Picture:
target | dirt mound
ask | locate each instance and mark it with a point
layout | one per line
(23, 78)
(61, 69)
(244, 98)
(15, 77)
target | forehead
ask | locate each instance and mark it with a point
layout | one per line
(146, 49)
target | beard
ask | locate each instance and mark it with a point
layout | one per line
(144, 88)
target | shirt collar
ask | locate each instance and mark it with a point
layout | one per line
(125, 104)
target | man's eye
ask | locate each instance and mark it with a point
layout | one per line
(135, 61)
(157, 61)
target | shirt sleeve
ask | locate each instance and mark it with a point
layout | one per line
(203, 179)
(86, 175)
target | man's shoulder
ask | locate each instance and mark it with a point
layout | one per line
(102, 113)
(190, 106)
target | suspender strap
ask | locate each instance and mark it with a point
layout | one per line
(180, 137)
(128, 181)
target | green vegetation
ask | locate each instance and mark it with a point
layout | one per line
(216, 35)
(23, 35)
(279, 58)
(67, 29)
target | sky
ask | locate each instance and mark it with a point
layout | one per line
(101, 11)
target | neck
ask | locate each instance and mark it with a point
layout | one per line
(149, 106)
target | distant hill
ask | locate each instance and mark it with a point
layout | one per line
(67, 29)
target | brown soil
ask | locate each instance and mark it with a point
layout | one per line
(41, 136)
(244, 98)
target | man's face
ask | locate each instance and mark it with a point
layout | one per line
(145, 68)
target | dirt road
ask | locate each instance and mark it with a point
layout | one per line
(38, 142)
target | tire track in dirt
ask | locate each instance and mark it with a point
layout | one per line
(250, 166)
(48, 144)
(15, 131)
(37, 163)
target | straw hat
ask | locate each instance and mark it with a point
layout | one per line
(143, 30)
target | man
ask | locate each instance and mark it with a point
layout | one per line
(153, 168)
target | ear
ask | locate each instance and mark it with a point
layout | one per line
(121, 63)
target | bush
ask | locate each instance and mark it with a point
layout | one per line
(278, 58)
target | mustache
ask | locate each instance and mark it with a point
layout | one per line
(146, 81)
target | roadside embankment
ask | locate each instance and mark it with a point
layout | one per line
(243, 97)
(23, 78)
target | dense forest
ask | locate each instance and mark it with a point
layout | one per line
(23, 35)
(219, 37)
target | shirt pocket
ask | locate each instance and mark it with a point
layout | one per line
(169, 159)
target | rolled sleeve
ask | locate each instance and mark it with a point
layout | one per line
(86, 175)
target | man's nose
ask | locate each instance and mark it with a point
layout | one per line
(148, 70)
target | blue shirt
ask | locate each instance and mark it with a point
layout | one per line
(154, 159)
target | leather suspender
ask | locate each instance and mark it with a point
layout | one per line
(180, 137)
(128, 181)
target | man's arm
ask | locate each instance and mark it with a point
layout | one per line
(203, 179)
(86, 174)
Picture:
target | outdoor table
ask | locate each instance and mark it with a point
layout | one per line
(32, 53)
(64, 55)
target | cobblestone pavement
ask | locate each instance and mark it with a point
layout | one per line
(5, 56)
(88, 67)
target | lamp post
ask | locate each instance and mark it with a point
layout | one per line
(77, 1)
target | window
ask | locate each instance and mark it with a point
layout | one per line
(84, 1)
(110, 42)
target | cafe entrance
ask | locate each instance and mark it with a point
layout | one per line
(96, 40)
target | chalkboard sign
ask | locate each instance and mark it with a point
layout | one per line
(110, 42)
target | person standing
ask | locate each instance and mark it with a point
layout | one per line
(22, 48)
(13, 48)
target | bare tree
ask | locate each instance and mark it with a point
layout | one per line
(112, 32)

◆ Set problem ◆
Reproduce the entire listing above verbatim, keeping every line in its original order and format.

◆ Complete answer ◆
Picture:
target | dirt mound
ask | locate each instance and mark it with a point
layout | one per line
(23, 78)
(61, 69)
(244, 98)
(15, 77)
target | forehead
ask | locate each instance and mark it with a point
layout | one per line
(146, 49)
target | beard
ask | locate each instance and mark it with a point
layout | one per line
(144, 88)
target | shirt collar
ask | locate each instance and mark it with a point
layout | one per line
(125, 104)
target | man's eye
ask | locate each instance and mark it with a point
layout | one per line
(135, 61)
(157, 61)
target | shirt sleeve
ask | locate each instance and mark it with a point
layout | one per line
(203, 179)
(86, 175)
target | man's shoulder
ask | locate each instance and mark it with a point
layout | one per line
(102, 113)
(190, 106)
target | suspender strap
ask | locate each instance and mark it with a point
layout | one per line
(180, 137)
(128, 181)
target | green vegetation
ask | locate each instance and mark it with a point
layout | one per line
(216, 35)
(23, 35)
(279, 58)
(67, 29)
target | sky
ask | locate each instance and mark it with a point
layout | one per line
(101, 11)
target | neck
ask | locate each instance and mark it with a point
layout | one per line
(149, 106)
target | distant hill
ask | locate each instance and mark it with a point
layout | one per line
(67, 29)
target | brown soil
ask | locate each instance and mark it with a point
layout | one per line
(41, 136)
(244, 98)
target | man's face
ask | locate each instance and mark it with a point
layout | one per line
(145, 68)
target | dirt road
ask | locate each instance and mark it with a point
layout | one per line
(38, 142)
target | tire track in dirt
ask | locate each instance and mark it with a point
layout | one per line
(250, 166)
(48, 144)
(15, 131)
(37, 163)
target | straw hat
ask | locate each instance and mark it with a point
layout | one per line
(143, 30)
target | man
ask | locate each instance and mark it with a point
layout | one per line
(153, 168)
target | ear
ask | locate each instance and mark it with a point
layout | one per line
(121, 63)
target | bush
ask | locate each instance and mark it with a point
layout | one per line
(278, 58)
target | mustache
ask | locate each instance and mark it with a point
layout | one per line
(146, 81)
target | roadside embankment
ask | locate each instance and mark it with a point
layout | one per line
(243, 97)
(23, 78)
target | dense forest
ask | locate each instance and mark it with a point
layout | one per line
(23, 35)
(219, 37)
target | shirt pocket
ask | locate each instance and mark it with a point
layout | one per line
(169, 159)
target | rolled sleeve
ask | locate each instance and mark it with a point
layout | one per line
(86, 175)
target | man's nose
ask | locate each instance and mark it with a point
layout | one per line
(148, 70)
target | blue shirt
ask | locate each instance and mark it with a point
layout | one per line
(154, 159)
target | leather suspender
ask | locate each instance and mark it with a point
layout | one per line
(180, 137)
(128, 181)
target | man's arm
ask | locate each instance and mark it with a point
layout | one per line
(203, 179)
(86, 174)
Picture:
target | outdoor table
ask | locate each instance and mark it with a point
layout | one per line
(32, 53)
(64, 55)
target | cobblestone pavement
ask | locate each instance and mark it with a point
layout | one per line
(5, 56)
(88, 67)
target | lamp post
ask | locate each instance and mark it with a point
layout | one per line
(77, 1)
target | window
ask | locate each instance and mark it with a point
layout | one per line
(84, 1)
(110, 42)
target | cafe entrance
ask | locate each instance and mark it with a point
layout | one per line
(96, 40)
target | chalkboard sign
ask | locate each instance and mark it with a point
layout | one per line
(110, 42)
target | person standing
ask | locate each instance and mark it with a point
layout | one per line
(22, 48)
(13, 48)
target | bare tree
ask | locate each instance and mark it with a point
layout | one per line
(112, 32)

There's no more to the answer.